### TEXT SHOWN
UNITED STATES
                     SECURITIES AND EXCHANGE COMMISSION
                           Washington, DC  20549

                                  FORM 8-K

                               CURRENT REPORT
                      PURSUANT TO SECTION 13 OR 15(d)
                   OF THE SECURITIES EXCHANGE ACT OF 1934


                              October 15, 2004
                              (Date of Report)

                       Rescon Technology Corporation
           (Exact name of registrant as specified in its charter)

     Nevada                      000-13822                       83-0210455
(State or other                 (Commission                (I.R.S. Employer
 jurisdiction of                File Number)            Identification No.)
 Incorporation)

1500 Market Street, 12th Floor, East Tower
          Philadelphia, PA                                         19102
(Address of principal executive offices)                         (Zip Code)

                               (215) 246-3456
            (Registrant's telephone number, including area code)

                               Not Applicable
       (Former Name or Former Address, if Changed Since Last Report)

     Check the appropriate box below if the Form 8-K filing is intended to
simultaneously satisfy the filing obligation of the registrant under any of
the following provisions (see General Instruction A.2. below):

     -    Written communications pursuant to Rule 425 under the Securities
          Act (17 CFR 230.425)

     -    Soliciting material pursuant to Rule 14a-12 under the Exchange
          Act (17 CFR 240.14a-12)

     -    Pre-commencement communications pursuant to Rule 14d-2(b) under
          the Exchange Act (17 CFR 240.14d-2(b))

     -    Pre-commencement communications pursuant to Rule 13e-4(c) under
          the Exchange Act (17 CFR 240.13e-4(c))



Item 1.01.  Entry into a Material Definitive Agreement

     On October 15, 2004, Rescon Technology Corporation (the "Company")
entered into a definitive agreement whereby it agreed to acquire Nayna
Networks, Inc., a Delaware corporation, ("Nayna") for 32,500,000 shares of
the Company's Common Stock following a reverse split that would reduce the
current outstanding shares of the Company common stock to approximately
3,400,000.  Pursuant to the terms of the Agreement and Plan of
Reorganization ("Merger Agreement"), Nayna Acquisition Corporation, a
Nevada corporation and a wholly owned subsidiary of the Company, ("Sub")

### EXERCISE TASK 1
Duplicate the records from their first line through the line containing "83L25 84L25 94L22", including both of those lines, and omit the pictures from the copy.
The Form 8-K and the records that follow it are unrelated to each other.

### MATERIAL
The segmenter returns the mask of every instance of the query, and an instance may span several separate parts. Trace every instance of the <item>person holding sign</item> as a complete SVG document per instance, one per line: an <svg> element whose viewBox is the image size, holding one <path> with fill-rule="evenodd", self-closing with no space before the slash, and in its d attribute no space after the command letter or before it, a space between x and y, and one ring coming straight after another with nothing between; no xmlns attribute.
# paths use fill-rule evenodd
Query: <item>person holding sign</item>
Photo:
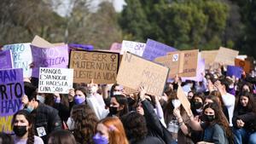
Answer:
<svg viewBox="0 0 256 144"><path fill-rule="evenodd" d="M34 135L32 118L27 111L18 111L14 115L12 125L15 144L44 144L40 137Z"/></svg>
<svg viewBox="0 0 256 144"><path fill-rule="evenodd" d="M30 83L25 84L25 94L22 97L25 110L34 118L36 135L46 143L47 135L50 132L61 130L58 111L38 101L36 89Z"/></svg>

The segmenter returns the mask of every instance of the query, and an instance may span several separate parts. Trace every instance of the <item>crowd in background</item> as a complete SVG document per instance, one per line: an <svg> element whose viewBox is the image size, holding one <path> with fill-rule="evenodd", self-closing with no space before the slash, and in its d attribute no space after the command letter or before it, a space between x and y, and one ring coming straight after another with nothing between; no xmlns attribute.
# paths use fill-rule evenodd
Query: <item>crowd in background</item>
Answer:
<svg viewBox="0 0 256 144"><path fill-rule="evenodd" d="M38 93L25 79L24 108L3 144L256 144L255 72L226 77L224 66L207 70L203 81L175 77L163 95L143 86L133 93L114 84L74 84L68 95ZM183 88L188 114L177 98Z"/></svg>

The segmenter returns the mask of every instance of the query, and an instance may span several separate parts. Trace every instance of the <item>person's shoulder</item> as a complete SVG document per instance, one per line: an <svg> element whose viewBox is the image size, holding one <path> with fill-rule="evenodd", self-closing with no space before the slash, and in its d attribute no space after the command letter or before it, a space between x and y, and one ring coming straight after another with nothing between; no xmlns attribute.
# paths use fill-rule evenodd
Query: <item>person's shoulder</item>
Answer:
<svg viewBox="0 0 256 144"><path fill-rule="evenodd" d="M41 137L34 135L34 138L35 138L35 142L34 143L44 144L44 141L42 140Z"/></svg>

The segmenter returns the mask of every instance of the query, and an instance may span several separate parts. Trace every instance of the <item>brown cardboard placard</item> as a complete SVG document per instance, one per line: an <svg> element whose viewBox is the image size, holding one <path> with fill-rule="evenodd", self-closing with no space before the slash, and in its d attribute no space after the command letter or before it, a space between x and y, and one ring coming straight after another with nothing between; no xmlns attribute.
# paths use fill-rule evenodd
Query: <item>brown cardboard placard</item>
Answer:
<svg viewBox="0 0 256 144"><path fill-rule="evenodd" d="M192 116L192 111L190 109L190 102L189 101L184 91L183 90L182 87L179 85L177 87L177 97L182 103L183 108L185 109L187 114L189 117Z"/></svg>
<svg viewBox="0 0 256 144"><path fill-rule="evenodd" d="M72 50L69 68L73 68L75 83L114 84L119 55L113 52Z"/></svg>
<svg viewBox="0 0 256 144"><path fill-rule="evenodd" d="M237 50L220 47L214 61L223 65L235 66L235 59L238 54Z"/></svg>
<svg viewBox="0 0 256 144"><path fill-rule="evenodd" d="M195 77L198 49L170 52L154 60L170 68L169 78L173 78L177 74L180 77Z"/></svg>
<svg viewBox="0 0 256 144"><path fill-rule="evenodd" d="M249 73L251 70L251 62L248 60L242 60L240 59L235 59L235 66L241 66L245 72Z"/></svg>
<svg viewBox="0 0 256 144"><path fill-rule="evenodd" d="M161 95L168 73L169 68L166 66L125 52L117 76L117 83L133 89L143 86L148 94Z"/></svg>
<svg viewBox="0 0 256 144"><path fill-rule="evenodd" d="M216 55L218 50L203 50L201 51L201 58L205 59L206 69L209 69L210 66L214 64Z"/></svg>

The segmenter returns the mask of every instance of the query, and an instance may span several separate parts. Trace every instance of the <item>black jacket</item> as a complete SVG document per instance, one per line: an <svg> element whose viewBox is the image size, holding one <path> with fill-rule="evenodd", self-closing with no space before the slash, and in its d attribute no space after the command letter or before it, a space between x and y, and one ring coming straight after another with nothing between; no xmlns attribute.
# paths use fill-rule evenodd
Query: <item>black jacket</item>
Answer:
<svg viewBox="0 0 256 144"><path fill-rule="evenodd" d="M146 118L149 136L158 137L162 143L172 144L175 141L172 139L170 132L161 124L149 101L142 101Z"/></svg>
<svg viewBox="0 0 256 144"><path fill-rule="evenodd" d="M40 136L44 143L52 131L61 130L61 120L56 109L39 103L32 114L34 116L35 135Z"/></svg>
<svg viewBox="0 0 256 144"><path fill-rule="evenodd" d="M256 113L245 107L239 107L235 109L232 118L234 127L237 128L236 120L241 119L244 123L244 129L247 130L256 130Z"/></svg>

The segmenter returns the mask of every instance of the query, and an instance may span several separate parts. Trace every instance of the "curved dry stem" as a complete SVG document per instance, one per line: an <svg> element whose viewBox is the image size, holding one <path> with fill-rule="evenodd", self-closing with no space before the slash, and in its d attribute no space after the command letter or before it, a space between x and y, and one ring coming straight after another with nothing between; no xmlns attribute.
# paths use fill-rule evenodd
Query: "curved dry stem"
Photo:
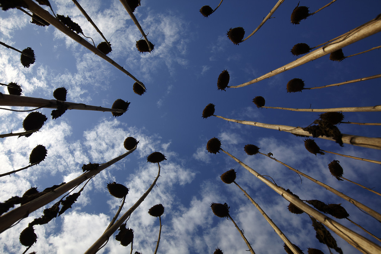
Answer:
<svg viewBox="0 0 381 254"><path fill-rule="evenodd" d="M377 79L377 78L381 77L381 74L378 74L376 75L373 75L373 76L370 76L369 77L367 77L365 78L362 78L361 79L353 79L352 80L350 80L349 81L345 81L345 82L342 82L341 83L338 83L336 84L332 84L331 85L323 85L322 87L306 87L305 88L303 88L303 90L311 90L312 89L320 89L320 88L324 88L325 87L338 87L339 85L345 85L346 84L350 84L352 83L355 83L355 82L359 82L359 81L364 81L366 80L369 80L370 79Z"/></svg>
<svg viewBox="0 0 381 254"><path fill-rule="evenodd" d="M253 32L250 34L248 36L245 38L244 39L242 40L242 41L241 42L242 42L246 40L249 38L251 37L253 34L256 32L257 31L259 30L259 28L262 27L262 26L263 25L263 24L265 23L266 21L267 21L267 20L268 20L271 17L271 15L272 15L273 13L274 13L274 12L275 12L276 10L277 10L277 9L278 9L278 8L280 6L280 5L282 3L284 2L284 0L279 0L279 1L278 1L278 2L275 5L275 6L274 7L273 7L272 9L271 9L271 10L270 11L270 12L269 13L269 14L267 14L267 16L266 16L266 18L263 19L263 20L262 21L262 22L261 23L261 24L260 24L258 26L258 27L256 28L255 30L253 31Z"/></svg>
<svg viewBox="0 0 381 254"><path fill-rule="evenodd" d="M222 148L221 150L232 158L286 200L292 203L304 212L320 221L356 249L364 253L381 253L381 246L311 207L299 198L288 192L284 188L275 185L227 152Z"/></svg>
<svg viewBox="0 0 381 254"><path fill-rule="evenodd" d="M238 85L228 86L227 87L237 88L257 83L317 59L380 31L381 31L381 16L378 16L376 18L347 33L345 36L343 36L344 35L341 35L338 39L327 45L315 50L285 65L272 71L251 81Z"/></svg>
<svg viewBox="0 0 381 254"><path fill-rule="evenodd" d="M215 115L213 115L213 116L219 118L223 119L226 121L234 122L242 124L243 124L252 125L254 126L257 126L257 127L261 127L268 129L277 130L298 135L303 135L309 137L312 136L312 134L308 132L303 130L300 127L294 127L293 126L289 126L287 125L281 125L280 124L264 124L258 122L252 122L251 121L231 119ZM381 138L370 138L366 137L356 136L355 135L350 135L346 134L343 134L342 135L343 137L342 137L341 140L343 143L350 144L353 145L362 146L362 147L371 148L373 149L381 150ZM334 141L333 139L332 138L327 137L325 136L320 136L317 137L319 138Z"/></svg>
<svg viewBox="0 0 381 254"><path fill-rule="evenodd" d="M229 217L229 219L230 219L231 221L233 222L233 223L234 223L234 226L235 226L237 230L238 230L239 232L239 233L241 235L241 236L242 236L242 239L243 239L243 241L245 241L246 245L247 245L247 247L249 247L249 250L250 251L250 252L251 253L251 254L255 254L255 252L254 252L254 250L253 249L253 248L251 247L251 245L250 244L250 243L249 243L249 241L247 240L246 238L245 237L245 235L243 235L243 232L242 231L242 230L240 229L239 227L238 227L238 226L235 223L235 222L234 221L234 220L233 219L233 218L232 218L231 216L230 216L230 215L228 214L227 216Z"/></svg>
<svg viewBox="0 0 381 254"><path fill-rule="evenodd" d="M128 210L112 226L109 228L101 236L98 238L95 243L93 244L93 245L89 248L86 252L85 252L85 254L90 254L96 253L98 251L99 249L99 247L102 246L103 243L107 241L110 237L112 235L112 234L114 233L117 229L120 226L123 222L127 219L127 218L131 215L131 214L133 212L135 211L135 210L138 208L138 207L141 204L147 196L148 196L148 194L151 191L151 190L152 188L154 188L154 186L156 184L156 182L157 181L157 179L160 176L160 164L158 163L157 163L157 165L159 167L158 171L157 172L157 175L156 176L156 178L155 178L155 180L154 180L154 182L150 186L148 189L147 190L147 191L140 197L140 198L134 204L134 205L128 209Z"/></svg>
<svg viewBox="0 0 381 254"><path fill-rule="evenodd" d="M354 156L352 156L351 155L346 155L345 154L342 154L341 153L335 153L334 152L330 152L328 151L325 151L325 150L321 150L321 151L324 152L325 153L331 153L333 154L336 154L336 155L340 155L340 156L342 156L343 157L347 157L347 158L352 158L352 159L354 159L356 160L360 160L360 161L368 161L368 162L371 162L373 163L376 163L377 164L379 164L381 165L381 161L375 161L374 160L371 160L368 159L364 159L363 158L360 158L360 157L355 157Z"/></svg>
<svg viewBox="0 0 381 254"><path fill-rule="evenodd" d="M350 203L351 203L352 204L354 205L356 207L357 207L359 208L360 208L360 209L367 212L371 216L375 219L376 220L377 220L379 222L381 222L381 214L378 213L376 211L372 209L371 209L370 208L366 206L363 204L362 204L361 203L360 203L358 201L355 200L355 199L352 198L351 197L347 196L345 194L341 192L340 192L340 191L336 190L335 189L334 189L333 188L331 187L329 185L327 185L325 183L323 183L322 182L318 181L318 180L317 180L314 178L311 177L309 175L305 174L303 172L299 171L299 170L298 170L297 169L294 169L292 167L289 166L287 164L282 162L282 161L280 161L277 160L275 158L273 158L273 157L272 157L269 155L267 155L267 154L265 154L264 153L262 153L261 152L258 152L258 153L260 153L261 154L263 154L265 156L269 157L271 159L277 162L280 163L280 164L282 164L283 166L285 166L285 167L286 167L287 168L288 168L289 169L292 170L292 171L295 172L296 172L299 175L302 175L303 176L308 179L309 180L310 180L311 181L314 182L314 183L315 183L317 184L318 185L320 185L322 187L325 188L327 190L331 191L333 194L335 194L337 196L339 196L341 198L345 199L345 200L346 200Z"/></svg>
<svg viewBox="0 0 381 254"><path fill-rule="evenodd" d="M283 233L283 232L282 232L282 230L281 230L278 227L278 226L277 226L275 223L274 223L274 222L272 221L272 220L270 218L270 217L269 217L266 214L266 213L264 212L264 211L261 208L261 207L259 206L259 205L256 203L256 202L254 201L254 200L253 199L253 198L252 198L250 195L249 195L247 192L246 192L246 191L242 189L238 183L235 182L235 181L233 181L233 182L235 183L235 185L238 186L238 188L239 188L240 189L245 193L245 196L247 197L247 198L250 199L250 201L251 201L251 203L253 204L254 205L255 207L256 207L258 211L259 211L263 217L264 217L266 220L269 223L271 226L271 227L274 229L274 231L275 231L275 233L278 234L278 235L279 236L279 237L280 237L280 238L283 240L283 241L285 243L288 248L290 248L292 252L295 253L295 254L301 254L300 252L295 247L294 244L293 244L290 241L288 238L285 235L285 234Z"/></svg>

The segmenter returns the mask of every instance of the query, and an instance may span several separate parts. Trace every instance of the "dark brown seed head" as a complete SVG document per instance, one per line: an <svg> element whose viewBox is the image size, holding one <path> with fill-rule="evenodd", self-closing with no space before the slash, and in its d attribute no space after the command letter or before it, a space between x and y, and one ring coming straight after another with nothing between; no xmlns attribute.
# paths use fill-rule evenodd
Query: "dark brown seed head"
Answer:
<svg viewBox="0 0 381 254"><path fill-rule="evenodd" d="M152 44L151 42L149 42L149 45L151 46L151 49L153 50L154 47L155 46L155 45ZM143 40L142 39L139 40L136 42L136 48L138 49L139 52L142 53L144 52L148 52L149 51L149 49L148 48L148 44L147 44L147 42L145 40Z"/></svg>
<svg viewBox="0 0 381 254"><path fill-rule="evenodd" d="M230 75L227 70L224 70L218 76L218 79L217 80L217 87L218 90L223 90L226 88L229 84L230 80Z"/></svg>
<svg viewBox="0 0 381 254"><path fill-rule="evenodd" d="M62 87L59 87L53 92L53 97L58 101L66 101L66 95L67 94L67 90L66 88Z"/></svg>
<svg viewBox="0 0 381 254"><path fill-rule="evenodd" d="M135 138L129 137L124 140L123 145L126 149L130 151L132 150L139 143L139 141Z"/></svg>
<svg viewBox="0 0 381 254"><path fill-rule="evenodd" d="M109 42L109 43L110 46L106 42L102 42L97 45L96 48L103 54L107 55L112 51L111 47L111 44L110 43L110 42Z"/></svg>
<svg viewBox="0 0 381 254"><path fill-rule="evenodd" d="M47 154L48 150L45 146L39 145L32 150L29 156L29 163L30 164L38 164L45 159Z"/></svg>
<svg viewBox="0 0 381 254"><path fill-rule="evenodd" d="M245 146L244 148L248 155L255 155L259 152L260 149L256 145L251 144L248 144Z"/></svg>
<svg viewBox="0 0 381 254"><path fill-rule="evenodd" d="M217 154L221 148L221 141L216 137L210 139L207 143L207 150L209 153Z"/></svg>
<svg viewBox="0 0 381 254"><path fill-rule="evenodd" d="M107 183L107 189L110 194L118 198L124 198L124 196L128 194L128 190L130 190L123 184L117 183L115 182L112 183L111 182Z"/></svg>
<svg viewBox="0 0 381 254"><path fill-rule="evenodd" d="M210 207L215 215L220 218L227 217L229 215L229 208L230 207L226 203L224 204L212 203L210 203Z"/></svg>
<svg viewBox="0 0 381 254"><path fill-rule="evenodd" d="M311 48L308 44L305 43L298 43L294 45L291 49L291 53L294 56L298 56L299 55L306 54L309 52Z"/></svg>
<svg viewBox="0 0 381 254"><path fill-rule="evenodd" d="M256 96L253 99L253 102L257 106L257 108L259 108L264 106L266 101L264 100L264 98L262 96Z"/></svg>
<svg viewBox="0 0 381 254"><path fill-rule="evenodd" d="M20 242L24 246L32 246L37 242L37 235L32 227L26 228L20 234Z"/></svg>
<svg viewBox="0 0 381 254"><path fill-rule="evenodd" d="M204 18L208 18L213 12L213 9L209 5L204 5L200 9L200 12Z"/></svg>
<svg viewBox="0 0 381 254"><path fill-rule="evenodd" d="M134 92L139 95L142 95L146 92L146 89L137 82L134 83L132 86L132 90Z"/></svg>
<svg viewBox="0 0 381 254"><path fill-rule="evenodd" d="M128 109L128 106L130 106L130 103L131 103L128 102L127 101L125 101L122 99L118 99L114 101L111 108L116 108L127 111ZM116 117L122 116L123 113L122 112L112 112L112 115Z"/></svg>
<svg viewBox="0 0 381 254"><path fill-rule="evenodd" d="M155 204L149 209L148 213L154 217L161 216L164 213L164 207L161 204Z"/></svg>
<svg viewBox="0 0 381 254"><path fill-rule="evenodd" d="M24 54L26 54L28 56L21 54L20 61L24 68L28 68L30 66L30 64L33 64L36 61L36 57L34 55L34 51L31 48L27 48L22 50L22 52Z"/></svg>
<svg viewBox="0 0 381 254"><path fill-rule="evenodd" d="M233 43L238 45L245 36L245 29L241 27L231 28L226 33L226 35Z"/></svg>
<svg viewBox="0 0 381 254"><path fill-rule="evenodd" d="M154 152L147 158L147 162L150 162L152 163L157 163L161 162L164 160L166 160L165 156L160 152Z"/></svg>
<svg viewBox="0 0 381 254"><path fill-rule="evenodd" d="M299 6L296 7L291 13L291 23L294 24L299 24L302 19L305 19L309 15L308 7L306 6Z"/></svg>
<svg viewBox="0 0 381 254"><path fill-rule="evenodd" d="M237 174L234 169L232 169L230 170L228 170L220 177L221 180L225 183L230 184L235 180L235 177L237 177Z"/></svg>
<svg viewBox="0 0 381 254"><path fill-rule="evenodd" d="M325 154L320 151L320 148L315 141L314 139L306 138L304 140L304 147L309 152L314 154L315 155L317 153L319 153L322 155Z"/></svg>
<svg viewBox="0 0 381 254"><path fill-rule="evenodd" d="M209 103L202 111L202 118L207 118L210 116L211 116L214 114L215 110L214 104Z"/></svg>
<svg viewBox="0 0 381 254"><path fill-rule="evenodd" d="M343 50L341 48L334 51L330 55L330 60L333 61L341 62L345 58L344 53L343 53Z"/></svg>
<svg viewBox="0 0 381 254"><path fill-rule="evenodd" d="M287 83L287 92L296 93L302 92L304 88L304 82L301 79L293 79Z"/></svg>
<svg viewBox="0 0 381 254"><path fill-rule="evenodd" d="M9 94L12 95L21 95L22 92L22 89L21 89L21 86L18 85L17 83L11 82L8 84L8 92Z"/></svg>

### EXERCISE TASK 2
Pick up the Form 8-K on the Nayna acquisition at the point where it stops, and continue it.

### WRITTEN ANSWER 1
The segmenter returns the mask of every instance of the query, and an instance may span several separate parts. Trace every instance of the <item>person holding sign</item> as a complete SVG document per instance, one per line: an <svg> element whose viewBox is the image size, holding one <path> with fill-rule="evenodd", self-closing with no space before the slash, and in its d attribute no space after the command letter or before it, a space between x and y, and one ring coming straight after another with nothing between; no xmlns attribute.
# paths use fill-rule evenodd
Query: <item>person holding sign</item>
Photo:
Answer:
<svg viewBox="0 0 256 144"><path fill-rule="evenodd" d="M34 135L32 118L27 111L18 111L14 115L12 125L15 144L44 144L40 137Z"/></svg>
<svg viewBox="0 0 256 144"><path fill-rule="evenodd" d="M30 83L25 84L25 94L22 97L25 110L34 118L36 135L46 143L47 135L50 132L61 130L58 111L38 101L36 89Z"/></svg>

### WRITTEN ANSWER 2
will merge with and into Nayna, with Nayna continuing as a wholly-owned
subsidiary of the Company.  Following the closing of the proposed
acquisition, the stockholders of Nayna will hold a majority of the
outstanding shares of the Company.  The transaction is subject to approval
of shareholders of Nayna and the Company and other customary closing
conditions.  None of the officers, directors or affiliates of Nayna are
officers, directors or affiliates of the Company.

Item 8.01.  Other Events

     On October 19, 2004, the Company issued a press release announcing the
signing of the Merger Agreement, a copy of which is furnished as Exhibit
99.1.

Item 9.01.  Financial Statements and Exhibits

     Exhibits

     99.1      Press Release issued by Rescon Technology Corporation on
               October 19, 2004.



                                 SIGNATURES

     Pursuant to the requirements of the Securities Exchange Act of 1934,
the registrant has duly caused this report to be signed on its behalf by
the undersigned hereunto duly authorized.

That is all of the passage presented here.